Set down word for word the part of the forum post on wave power that runs from "In conclusion, the" up to and including "no physical meaning.".

→ PAGE:
_ _ _ _

Wave#2: V = 50v at 45 deg, I = 1.0a at 45 deg, P = 50 joules/sec

50 joules/s are carried by Wave#1 if alone. The same applies to Wave#2

But if both waves are sumultaneouly present, the power carried by each wave when
alone is no longer a meaningful number. As a matter of fact when superposing two
coherent waves (same frequency, fixed phase relationship), one MUST first sum
voltages (or currents) and then calculate power.

Summing wave powers could only be done in case of incoherent waves.

In conclusion, the answer to your question is that the apparent extra 71
joules/s come front the fact that 100 joules/s taken as reference is a number
having no physical meaning.

73

Tony I0JX

K7ITM wrote:
Nice "when are you going to stop beating your mother" sort of
question. And what was your reply?

_ _ _ _

→ DATA:
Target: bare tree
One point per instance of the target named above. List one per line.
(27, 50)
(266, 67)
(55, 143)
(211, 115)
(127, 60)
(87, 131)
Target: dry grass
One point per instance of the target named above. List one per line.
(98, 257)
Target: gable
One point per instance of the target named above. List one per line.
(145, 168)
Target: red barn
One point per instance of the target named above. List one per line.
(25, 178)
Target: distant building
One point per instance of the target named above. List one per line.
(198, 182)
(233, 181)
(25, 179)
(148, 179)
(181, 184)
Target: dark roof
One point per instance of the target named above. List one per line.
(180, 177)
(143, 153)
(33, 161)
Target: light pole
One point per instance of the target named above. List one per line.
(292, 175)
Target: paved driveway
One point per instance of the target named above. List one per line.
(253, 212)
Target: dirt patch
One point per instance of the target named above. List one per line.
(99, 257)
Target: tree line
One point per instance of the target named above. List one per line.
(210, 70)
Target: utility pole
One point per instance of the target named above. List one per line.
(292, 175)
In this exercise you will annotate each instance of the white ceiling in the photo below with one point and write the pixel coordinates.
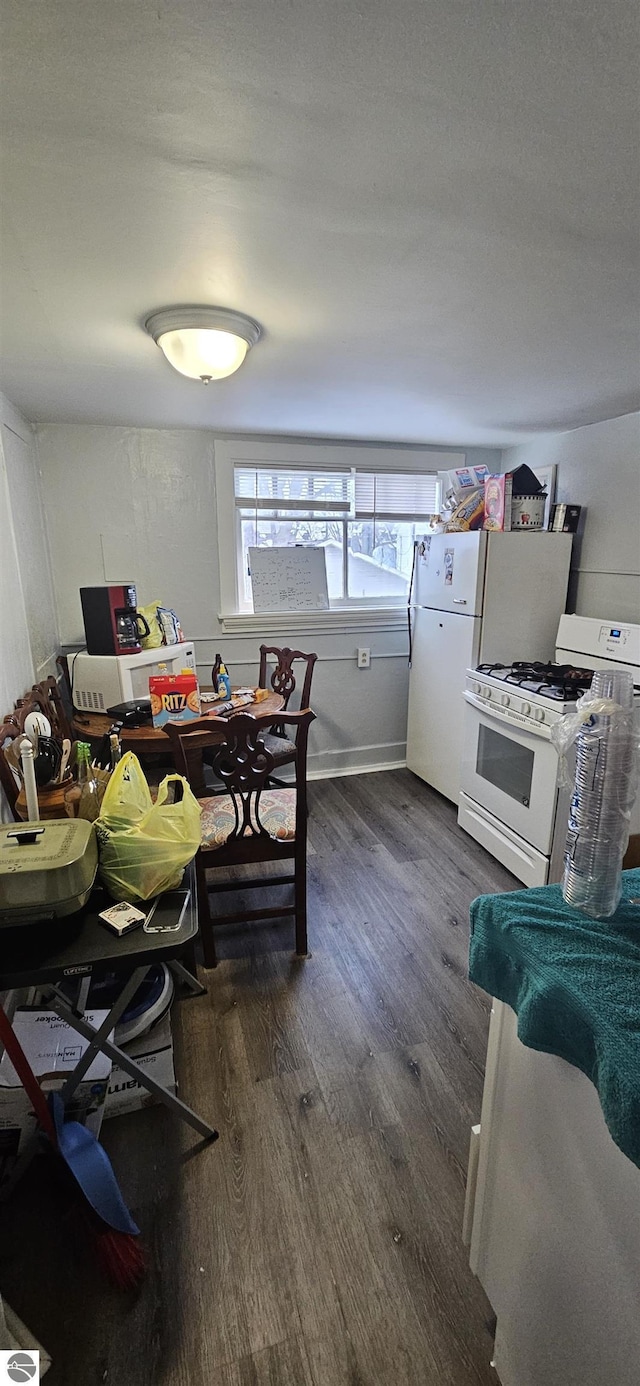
(430, 205)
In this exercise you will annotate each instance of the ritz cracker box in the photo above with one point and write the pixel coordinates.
(175, 697)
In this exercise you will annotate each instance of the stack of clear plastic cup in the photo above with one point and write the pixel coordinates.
(603, 799)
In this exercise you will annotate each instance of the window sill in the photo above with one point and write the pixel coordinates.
(340, 618)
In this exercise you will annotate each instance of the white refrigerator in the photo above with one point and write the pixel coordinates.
(475, 599)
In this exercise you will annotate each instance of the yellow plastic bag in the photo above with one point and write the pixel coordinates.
(155, 638)
(144, 847)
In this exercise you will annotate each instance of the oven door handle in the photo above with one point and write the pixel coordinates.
(513, 720)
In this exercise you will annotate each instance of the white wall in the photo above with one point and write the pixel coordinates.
(28, 631)
(140, 505)
(599, 467)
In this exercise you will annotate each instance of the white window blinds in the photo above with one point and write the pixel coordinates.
(358, 495)
(287, 489)
(395, 495)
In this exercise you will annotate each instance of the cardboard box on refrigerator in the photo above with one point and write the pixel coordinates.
(53, 1049)
(154, 1054)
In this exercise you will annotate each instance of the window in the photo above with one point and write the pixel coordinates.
(365, 520)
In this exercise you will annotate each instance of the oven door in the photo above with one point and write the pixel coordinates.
(511, 772)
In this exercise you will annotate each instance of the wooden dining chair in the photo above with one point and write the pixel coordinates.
(43, 697)
(283, 681)
(250, 823)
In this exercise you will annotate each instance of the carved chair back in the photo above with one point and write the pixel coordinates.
(281, 678)
(244, 764)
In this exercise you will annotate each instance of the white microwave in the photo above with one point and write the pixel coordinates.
(101, 681)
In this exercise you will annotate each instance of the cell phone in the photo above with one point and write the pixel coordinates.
(122, 918)
(175, 901)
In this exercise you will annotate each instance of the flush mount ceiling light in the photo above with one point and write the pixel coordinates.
(202, 343)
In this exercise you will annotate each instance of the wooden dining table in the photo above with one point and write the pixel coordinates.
(151, 740)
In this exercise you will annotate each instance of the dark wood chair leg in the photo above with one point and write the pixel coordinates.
(301, 941)
(204, 916)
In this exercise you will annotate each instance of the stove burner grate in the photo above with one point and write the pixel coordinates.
(561, 682)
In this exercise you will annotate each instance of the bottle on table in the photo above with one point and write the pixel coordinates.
(219, 677)
(82, 799)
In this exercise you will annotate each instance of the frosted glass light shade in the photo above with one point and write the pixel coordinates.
(202, 343)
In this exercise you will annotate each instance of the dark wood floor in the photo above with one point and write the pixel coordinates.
(317, 1242)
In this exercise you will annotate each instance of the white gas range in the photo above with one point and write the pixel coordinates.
(510, 799)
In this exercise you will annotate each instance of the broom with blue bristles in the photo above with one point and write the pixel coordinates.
(104, 1210)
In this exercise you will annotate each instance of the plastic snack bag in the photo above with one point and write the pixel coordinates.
(144, 847)
(154, 639)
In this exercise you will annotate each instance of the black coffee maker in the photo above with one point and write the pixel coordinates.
(112, 625)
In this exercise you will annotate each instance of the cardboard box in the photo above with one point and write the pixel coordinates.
(175, 697)
(498, 501)
(154, 1054)
(53, 1049)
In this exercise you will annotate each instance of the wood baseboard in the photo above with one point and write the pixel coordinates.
(632, 855)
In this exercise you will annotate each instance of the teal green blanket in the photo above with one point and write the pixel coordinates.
(574, 984)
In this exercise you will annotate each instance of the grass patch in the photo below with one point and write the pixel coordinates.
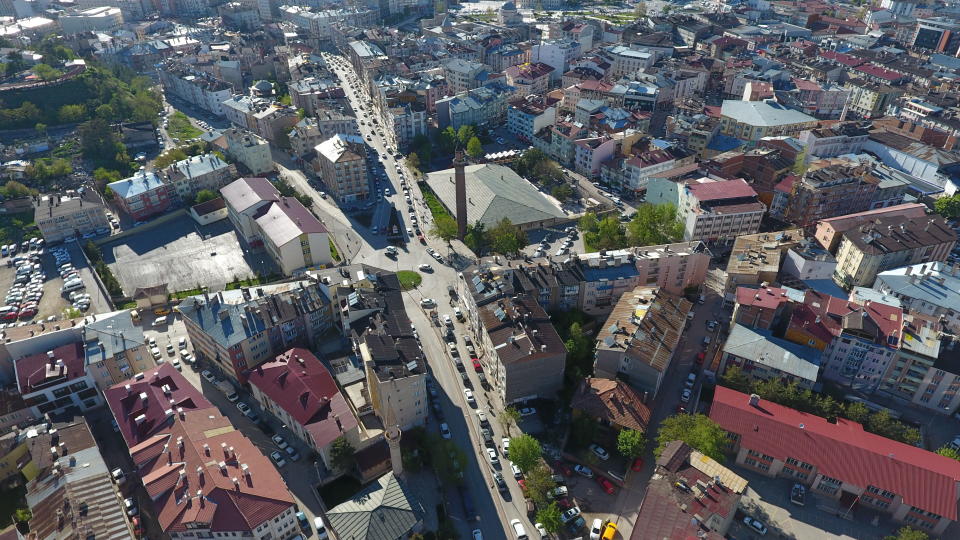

_ _ _ _

→ EXERCISE SOLUTION:
In conclusion, the answer to your question is that the apparent extra 71
joules/s come front the fact that 100 joules/s taken as reference is a number
having no physical meaning.